** start of Material supplied **

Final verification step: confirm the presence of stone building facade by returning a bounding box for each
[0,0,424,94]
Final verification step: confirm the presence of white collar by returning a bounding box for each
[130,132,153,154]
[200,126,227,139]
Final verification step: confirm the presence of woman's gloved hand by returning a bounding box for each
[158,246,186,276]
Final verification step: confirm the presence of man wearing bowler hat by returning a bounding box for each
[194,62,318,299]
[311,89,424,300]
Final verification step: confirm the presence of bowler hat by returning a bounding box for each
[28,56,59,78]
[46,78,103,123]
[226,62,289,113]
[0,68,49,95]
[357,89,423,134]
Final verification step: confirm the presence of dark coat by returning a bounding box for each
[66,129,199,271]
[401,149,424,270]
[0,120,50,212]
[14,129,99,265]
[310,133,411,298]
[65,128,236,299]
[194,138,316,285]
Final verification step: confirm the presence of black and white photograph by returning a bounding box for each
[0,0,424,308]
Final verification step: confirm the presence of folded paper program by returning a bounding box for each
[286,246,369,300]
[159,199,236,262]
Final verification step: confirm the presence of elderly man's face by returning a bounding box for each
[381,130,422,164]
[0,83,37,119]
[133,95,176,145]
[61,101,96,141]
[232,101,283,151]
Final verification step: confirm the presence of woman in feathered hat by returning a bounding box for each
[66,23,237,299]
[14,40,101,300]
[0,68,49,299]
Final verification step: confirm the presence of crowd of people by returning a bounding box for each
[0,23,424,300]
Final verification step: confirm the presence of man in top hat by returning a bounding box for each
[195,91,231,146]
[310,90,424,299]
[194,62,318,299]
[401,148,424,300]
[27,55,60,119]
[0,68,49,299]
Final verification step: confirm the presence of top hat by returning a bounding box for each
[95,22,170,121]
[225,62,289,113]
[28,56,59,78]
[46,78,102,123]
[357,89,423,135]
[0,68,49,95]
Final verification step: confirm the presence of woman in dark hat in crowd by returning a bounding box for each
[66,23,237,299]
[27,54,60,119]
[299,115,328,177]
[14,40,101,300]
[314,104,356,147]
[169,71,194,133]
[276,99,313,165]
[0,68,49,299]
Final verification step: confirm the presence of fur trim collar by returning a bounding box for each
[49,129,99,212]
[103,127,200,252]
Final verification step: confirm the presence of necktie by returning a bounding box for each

** end of Material supplied **

▸ Given exercise
Pick out every line above that contains the word "crowd", and copy each one in full.

▸ Finished exercise
Final verification step: confirm the presence of crowd of people by returning a bounding box for each
Final verification step: confirm the presence of woman in dark hat in crowd by returning a bounding box for each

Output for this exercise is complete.